Supplied material:
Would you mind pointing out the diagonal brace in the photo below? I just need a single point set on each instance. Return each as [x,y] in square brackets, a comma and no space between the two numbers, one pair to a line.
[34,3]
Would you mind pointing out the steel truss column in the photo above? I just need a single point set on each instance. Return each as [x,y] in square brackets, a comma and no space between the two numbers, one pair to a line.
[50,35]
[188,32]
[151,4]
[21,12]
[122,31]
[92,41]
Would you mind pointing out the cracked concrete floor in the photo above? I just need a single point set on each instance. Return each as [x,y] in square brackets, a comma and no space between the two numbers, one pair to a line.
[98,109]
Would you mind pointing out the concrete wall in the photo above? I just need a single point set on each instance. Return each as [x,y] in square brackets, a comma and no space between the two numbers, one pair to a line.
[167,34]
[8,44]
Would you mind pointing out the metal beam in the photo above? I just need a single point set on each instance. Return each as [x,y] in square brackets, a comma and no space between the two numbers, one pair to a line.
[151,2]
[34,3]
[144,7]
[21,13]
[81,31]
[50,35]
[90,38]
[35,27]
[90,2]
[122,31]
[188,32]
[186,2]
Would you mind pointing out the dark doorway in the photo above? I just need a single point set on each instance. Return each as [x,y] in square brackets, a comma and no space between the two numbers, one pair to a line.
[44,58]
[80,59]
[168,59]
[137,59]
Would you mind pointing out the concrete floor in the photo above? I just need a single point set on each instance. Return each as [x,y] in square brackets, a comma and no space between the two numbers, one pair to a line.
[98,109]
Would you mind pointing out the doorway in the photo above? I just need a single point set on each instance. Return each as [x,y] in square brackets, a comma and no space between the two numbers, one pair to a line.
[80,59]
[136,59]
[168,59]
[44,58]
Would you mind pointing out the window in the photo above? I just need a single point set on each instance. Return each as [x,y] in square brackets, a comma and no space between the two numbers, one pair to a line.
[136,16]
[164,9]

Set exercise:
Please swap "concrete" for "cement" wherever it occurs in the lines above, and give all of those lines again with nothing else changed.

Exercise response:
Would you mind pointing out the diagonal brace in the photo below? I just need a single point set on each instance. Return each as [x,y] in square brackets, a comma and no space between the two numbers, one pair to a line.
[34,3]
Would you mind pointing out the steel truss column in the photo above? I just need a single point set on each instance. Return each as [x,y] in square brackets, a comma and no space between the two numbers, one pair to a line.
[50,35]
[188,32]
[151,4]
[21,12]
[122,31]
[92,41]
Would you mind pointing out the cracked cement floor in the photo above? I just need a single point set on each instance. Return each as [x,y] in square brackets, a comma and no space between the two numbers, one pair to a line.
[98,109]
Would you mind pointing out the cement wall in the photo above? I just need a single point set on each instance. Return each as [x,y] in square brackets, a comma and no space between the two numbers, one pair to a line.
[167,34]
[8,44]
Would you mind pointing out the metal beam in the photo above? I just need a single point set on each instance. Return each as [x,y] in square brackets, a comma and no space between the two numbers, one pair to a line.
[151,2]
[34,3]
[144,7]
[21,13]
[81,31]
[50,35]
[90,38]
[35,27]
[90,2]
[122,31]
[188,32]
[186,2]
Would you mind pointing out the dark doorway in the photo above? I just need a single point set on each instance. Return each as [x,y] in square brackets, a comma and no space between the two numbers, one pair to a line.
[44,58]
[80,59]
[168,59]
[137,59]
Would you mind pointing out the cement floor in the photo above? I just need a single point set on each instance. Return each as [x,y] in square brackets, a comma and no space between the two numbers, one pair to a line.
[98,109]
Would you mind pointing out the doorway in the photo above? I just need a single point set on each instance. Return each as [x,y] in square brackets, a comma and no space between the two numbers, one pair to a line.
[80,59]
[136,59]
[168,59]
[44,58]
Would you mind pointing out the window in the photo above? I just need a single point set on each instance. Return each as [x,y] in square brackets, a comma and no space between the two numbers, one pair to a line.
[136,16]
[164,9]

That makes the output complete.